### Directions
Continue the text on the Montreal Protocol and the ozone layer, picking up right after its last sentence.

How humanity successfully averted an environmental catastrophe

This month saw the release of the latest Scientific Assessment of Ozone Depletion, a United Nations sponsored report to inform the world’s governments about their efforts to protect the ozone layer, through the 1987 Montreal Protocol. In this blog, JBA climate scientist and a lead author of the report, Dr Paul Young tells us why the world should celebrate the success of the Montreal Protocol and what it could tell us about dealing with climate change.

The ozone layer sits high up in the stratosphere, the region of the atmosphere about 15 to 50 km above our heads. While ozone is present throughout the atmosphere, 90% of it resides in this layer where it absorbs high energy ultraviolet (UV) radiation in sunlight, shielding all life on earth from its harmful effects.

### Dataset extract
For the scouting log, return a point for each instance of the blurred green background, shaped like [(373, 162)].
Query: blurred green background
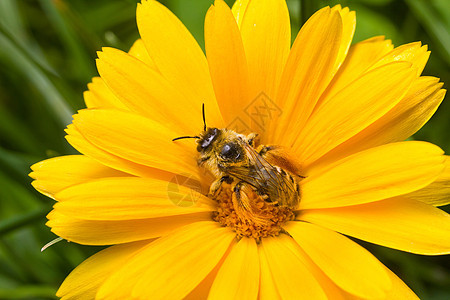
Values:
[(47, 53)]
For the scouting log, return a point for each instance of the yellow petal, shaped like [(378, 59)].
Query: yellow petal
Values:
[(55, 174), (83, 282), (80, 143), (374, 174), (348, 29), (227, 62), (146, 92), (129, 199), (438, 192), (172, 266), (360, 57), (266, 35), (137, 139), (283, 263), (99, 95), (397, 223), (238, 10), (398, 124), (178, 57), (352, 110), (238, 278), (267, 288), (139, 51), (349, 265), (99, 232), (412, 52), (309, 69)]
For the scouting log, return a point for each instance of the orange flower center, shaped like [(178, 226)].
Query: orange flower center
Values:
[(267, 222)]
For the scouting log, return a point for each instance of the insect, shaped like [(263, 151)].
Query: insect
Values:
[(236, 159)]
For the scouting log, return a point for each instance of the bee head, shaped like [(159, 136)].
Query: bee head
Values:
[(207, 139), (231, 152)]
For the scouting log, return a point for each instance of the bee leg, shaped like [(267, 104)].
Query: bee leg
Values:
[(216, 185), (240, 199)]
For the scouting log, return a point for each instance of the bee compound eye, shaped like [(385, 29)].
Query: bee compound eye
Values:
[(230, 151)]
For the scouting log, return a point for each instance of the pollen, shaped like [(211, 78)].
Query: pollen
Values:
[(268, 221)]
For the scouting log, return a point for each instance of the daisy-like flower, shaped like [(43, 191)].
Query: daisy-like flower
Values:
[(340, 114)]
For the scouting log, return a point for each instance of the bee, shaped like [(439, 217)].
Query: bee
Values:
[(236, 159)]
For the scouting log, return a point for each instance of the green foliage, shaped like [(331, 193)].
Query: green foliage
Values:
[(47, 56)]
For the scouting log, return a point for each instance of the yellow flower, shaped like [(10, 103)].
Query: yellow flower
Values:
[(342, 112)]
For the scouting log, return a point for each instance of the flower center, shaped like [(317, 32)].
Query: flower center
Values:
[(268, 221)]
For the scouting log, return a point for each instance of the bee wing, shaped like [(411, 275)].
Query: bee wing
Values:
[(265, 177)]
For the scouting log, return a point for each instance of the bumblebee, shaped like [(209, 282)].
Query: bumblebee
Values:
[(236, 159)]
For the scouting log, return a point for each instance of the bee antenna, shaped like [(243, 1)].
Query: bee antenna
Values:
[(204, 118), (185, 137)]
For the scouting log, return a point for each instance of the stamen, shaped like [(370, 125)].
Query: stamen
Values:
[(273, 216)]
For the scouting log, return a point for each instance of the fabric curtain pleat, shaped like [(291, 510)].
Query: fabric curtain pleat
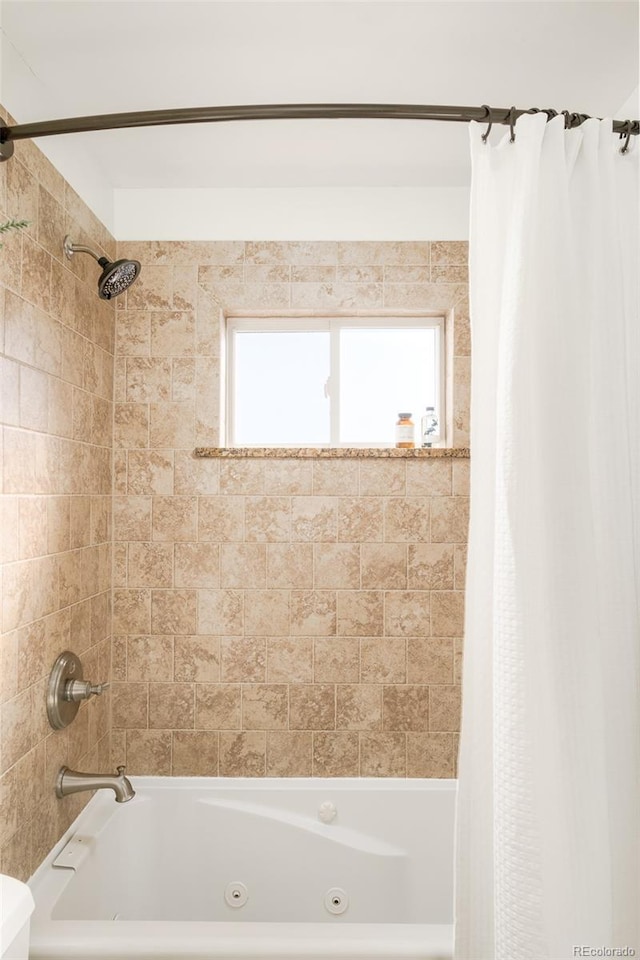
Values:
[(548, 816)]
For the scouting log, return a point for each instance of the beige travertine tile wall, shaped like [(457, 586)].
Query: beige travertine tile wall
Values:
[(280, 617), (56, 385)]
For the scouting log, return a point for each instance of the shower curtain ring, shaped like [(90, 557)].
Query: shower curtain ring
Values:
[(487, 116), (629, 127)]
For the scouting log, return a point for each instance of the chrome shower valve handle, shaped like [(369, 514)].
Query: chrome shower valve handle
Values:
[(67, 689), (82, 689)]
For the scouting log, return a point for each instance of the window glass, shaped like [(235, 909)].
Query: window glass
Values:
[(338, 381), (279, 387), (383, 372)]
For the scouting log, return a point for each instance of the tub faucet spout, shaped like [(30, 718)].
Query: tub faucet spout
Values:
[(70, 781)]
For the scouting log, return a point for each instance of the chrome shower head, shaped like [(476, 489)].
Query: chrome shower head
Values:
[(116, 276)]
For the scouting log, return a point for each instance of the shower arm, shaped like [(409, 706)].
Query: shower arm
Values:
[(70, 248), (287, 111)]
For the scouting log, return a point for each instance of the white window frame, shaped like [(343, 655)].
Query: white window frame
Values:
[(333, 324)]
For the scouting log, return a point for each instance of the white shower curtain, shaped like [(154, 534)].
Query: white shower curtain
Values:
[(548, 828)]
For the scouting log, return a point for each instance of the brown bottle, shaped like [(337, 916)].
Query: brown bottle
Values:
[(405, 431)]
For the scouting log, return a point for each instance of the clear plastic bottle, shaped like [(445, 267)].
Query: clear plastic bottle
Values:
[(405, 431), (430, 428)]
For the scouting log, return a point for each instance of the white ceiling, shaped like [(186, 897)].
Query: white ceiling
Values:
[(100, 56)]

### Written reply
Scientists were first concerned about potential damage to the ozone layer from human activities in the 1970s, although the impacts were thought to be relatively modest. But in 1985 scientists from the British Antarctic Survey published alarming results of a precipitous decline in ozone over Antarctica, later confirmed with NASA’s satellite data. By the following year, extensive fieldwork confirmed the smoking gun – this “ozone hole” was there because of chlorofluorocarbons (CFCs), a family of chemicals used as refrigerants and propellants in aerosol cans, amongst other applications.

The rest of the story is a heart-warming example of science-informed action, uniting the world’s governments and – eventually – the manufacturers of CFCs to completely phase out their production and develop less damaging alternatives.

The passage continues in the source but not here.